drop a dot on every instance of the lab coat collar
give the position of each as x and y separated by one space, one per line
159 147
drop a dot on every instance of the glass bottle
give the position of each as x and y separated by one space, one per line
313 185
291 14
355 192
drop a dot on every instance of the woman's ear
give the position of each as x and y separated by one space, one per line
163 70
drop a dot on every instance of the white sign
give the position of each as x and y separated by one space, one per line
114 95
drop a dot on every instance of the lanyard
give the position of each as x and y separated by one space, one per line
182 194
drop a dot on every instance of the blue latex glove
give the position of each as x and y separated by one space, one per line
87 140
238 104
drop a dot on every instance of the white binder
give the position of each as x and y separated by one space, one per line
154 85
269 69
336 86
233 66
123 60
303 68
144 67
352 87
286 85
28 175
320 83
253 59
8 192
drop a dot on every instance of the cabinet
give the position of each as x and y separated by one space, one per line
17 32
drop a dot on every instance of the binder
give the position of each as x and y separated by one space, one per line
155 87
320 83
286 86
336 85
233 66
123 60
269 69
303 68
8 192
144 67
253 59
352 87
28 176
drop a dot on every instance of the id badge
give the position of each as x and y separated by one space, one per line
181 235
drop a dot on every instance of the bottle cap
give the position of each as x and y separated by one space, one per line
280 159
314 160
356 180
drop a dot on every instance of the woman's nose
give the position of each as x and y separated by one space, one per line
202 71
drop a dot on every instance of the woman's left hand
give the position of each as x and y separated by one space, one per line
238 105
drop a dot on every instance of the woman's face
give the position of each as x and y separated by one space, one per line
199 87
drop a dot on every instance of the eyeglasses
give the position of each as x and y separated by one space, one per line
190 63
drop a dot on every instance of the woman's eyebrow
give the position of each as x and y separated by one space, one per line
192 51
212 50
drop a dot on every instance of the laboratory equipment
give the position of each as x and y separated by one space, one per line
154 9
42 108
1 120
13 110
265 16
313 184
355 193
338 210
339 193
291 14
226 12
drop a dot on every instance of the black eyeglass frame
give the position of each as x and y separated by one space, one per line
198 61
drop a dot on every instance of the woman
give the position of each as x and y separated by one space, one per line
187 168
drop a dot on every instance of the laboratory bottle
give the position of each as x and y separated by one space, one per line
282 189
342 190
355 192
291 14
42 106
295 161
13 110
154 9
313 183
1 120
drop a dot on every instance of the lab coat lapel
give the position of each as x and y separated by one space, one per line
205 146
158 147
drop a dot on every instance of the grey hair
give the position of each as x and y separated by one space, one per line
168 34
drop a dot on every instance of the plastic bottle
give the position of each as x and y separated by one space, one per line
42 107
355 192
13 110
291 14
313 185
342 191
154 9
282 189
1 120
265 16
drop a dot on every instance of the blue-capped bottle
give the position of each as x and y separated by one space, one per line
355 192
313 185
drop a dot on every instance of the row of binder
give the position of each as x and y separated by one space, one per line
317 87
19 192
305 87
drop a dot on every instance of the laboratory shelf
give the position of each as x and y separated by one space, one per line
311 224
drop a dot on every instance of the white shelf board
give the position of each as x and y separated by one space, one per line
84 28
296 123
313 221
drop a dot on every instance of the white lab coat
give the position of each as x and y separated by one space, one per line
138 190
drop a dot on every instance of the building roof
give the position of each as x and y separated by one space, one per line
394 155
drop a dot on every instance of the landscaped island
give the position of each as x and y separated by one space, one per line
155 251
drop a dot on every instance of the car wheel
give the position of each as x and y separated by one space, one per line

————————

• [Task]: Output each line of the listing in which the string "woman" is found.

• [Solution for this problem]:
drop a dot on every instance of the woman's ear
drop a dot on every instance of the woman's nose
drop a dot on every instance of the woman's left hand
drop a dot on every instance of the woman's face
drop a dot on every instance of the woman's eyebrow
drop a dot on every instance of the woman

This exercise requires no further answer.